Quoted passage >>
# # # #
Documenting Squirrel with Sphinx

Squirrel’s reference manual is written in reStructuredText (“reST”), and compiled with Sphinx. See this README for compilation instructions.

In addition to standard reST directives (a directive is similar to a LaTeX environment) and roles (a role is similar to a LaTeX command), the squirrelrst plugin loaded by the documentation uses a custom Squirrel domain — a set of Squirrel-specific directives that define objects like tactics, commands (vernacs), warnings, etc. —, some custom directives, and a few custom roles. Finally, this manual uses a small DSL to describe tactic invocations and commands.

TODO list generation

You can add a task in the todo list with this directive :

.. todo::

   This is a task added into the todo list

.. todo::

   This is an other task added into the todo list

The list can be displayed with :

.. todolist::

Squirrel objects

Our Squirrel domain defines multiple objects. Each object has a signature (think type signature), followed by an optional body (a description of that object). The following example defines two objects: a variant of the cs tactic, and an error that it may raise.

.. tacn:: cs @pattern {? in @natural}
   :name: case_study

   Performs case study on conditionals inside an equivalence.

   Without a specific target, :g:`cs phi` will project all conditionals
   on phi in the equivalence. With a specific target, :g:`cs phi in i`
   will only project conditionals in the i-th item of the equivalence.

    .. example::

       When proving an equivalence
       :g:`equiv(if phi then t1 else t2, if phi then u1 else u2)`
       invoking ``nosimpl cs phi`` results in two subgoals:
       :g:`equiv(phi, t1, u1)` and :g:`equiv(phi, t2, u2)`

   .. exn:: Argument of cs should match a boolean.
      :undocumented:

   .. exn:: Did not find any conditional to analyze.
      :undocumented:

Or fa tactic :

.. tacv:: _fa {?{| @natural | {+ @fa_arg}}}
   :name: _fa

   Apply the function application rule.

   Local sequent:
   When we have G => f(u) = f(v), produces the
   goal G => u=v. Produces as many subgoals as
   arugment of the head function symbol.
   Global sequent:

   To prove that a goal containing f(u1,...,un) is
   diff-equivalent, one can prove that the goal containing the
   sequence u1,...,un is diff-equivalent.

   .. exn:: improper arguments
      :undocumented:

Objects are automatically collected into indices, and can be linked to using the role version of the object’s directive. For example, you could link to the tactic variant above using :tacv:`fa`, and to its exception using :exn:`imporper arguments`.

Names (link targets) are auto-generated for most simple objects, though they can always be overwritten using a :name: option, as shown above.
# # # #
Source data >>
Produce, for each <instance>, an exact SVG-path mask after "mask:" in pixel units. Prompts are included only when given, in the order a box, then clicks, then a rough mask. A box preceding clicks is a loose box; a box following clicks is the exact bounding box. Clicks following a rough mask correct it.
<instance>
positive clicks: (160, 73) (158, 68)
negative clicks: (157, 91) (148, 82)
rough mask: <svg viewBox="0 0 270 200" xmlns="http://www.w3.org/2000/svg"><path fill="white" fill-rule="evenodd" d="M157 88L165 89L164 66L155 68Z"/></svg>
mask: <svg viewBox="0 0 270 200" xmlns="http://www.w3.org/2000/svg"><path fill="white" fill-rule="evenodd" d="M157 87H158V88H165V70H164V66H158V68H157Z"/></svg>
# # # #
Extend the guide on documenting Squirrel with Sphinx, picking up right after its final sentence about auto-generated names and the :name: option.

  • Vernacs (commands) have their name set to the first word of their signature. For example, the auto-generated name of system @id = @sys_descr with @sys_modifier is system, and a link to it would take the form :cmd:`system`.

  • Vernac variants, tactic notations, and tactic variants do not have a default name.

Most objects should have a body (i.e. a block of indented text following the signature, called “contents” in Sphinx terms). Undocumented objects should have the :undocumented: flag instead, as shown above. When multiple objects have a single description, they can be grouped into a single object, like this (semicolons can be used to separate the names of the objects; names starting with _ will be omitted from the indexes):

.. cmdv:: _Lemma @ident {* @binder } : @type
          _Remark @ident {* @binder } : @type
          _kFact @ident {* @binder } : @type
          _Corollary @ident {* @binder } : @type
          _Proposition @ident {* @binder } : @type
   :name: _Lemma; _Remark; _Fact; _Corollary; _Proposition

   These commands are all synonyms of :n:`_Theorem @ident {* @binder } : type`.

Notations

The signatures of most objects can be written using a succinct DSL for Squirrel notations (think regular expressions written with a Lispy syntax). A typical signature might look like Hint Extern @natural {? @pattern} => @tactic, which means that the Hint Extern command takes a number (natural), followed by an optional pattern, and a mandatory tactic. The language has the following constructs (the full grammar is in TacticNotations.g):

@…

A placeholder (@ident, @natural, @tactic…)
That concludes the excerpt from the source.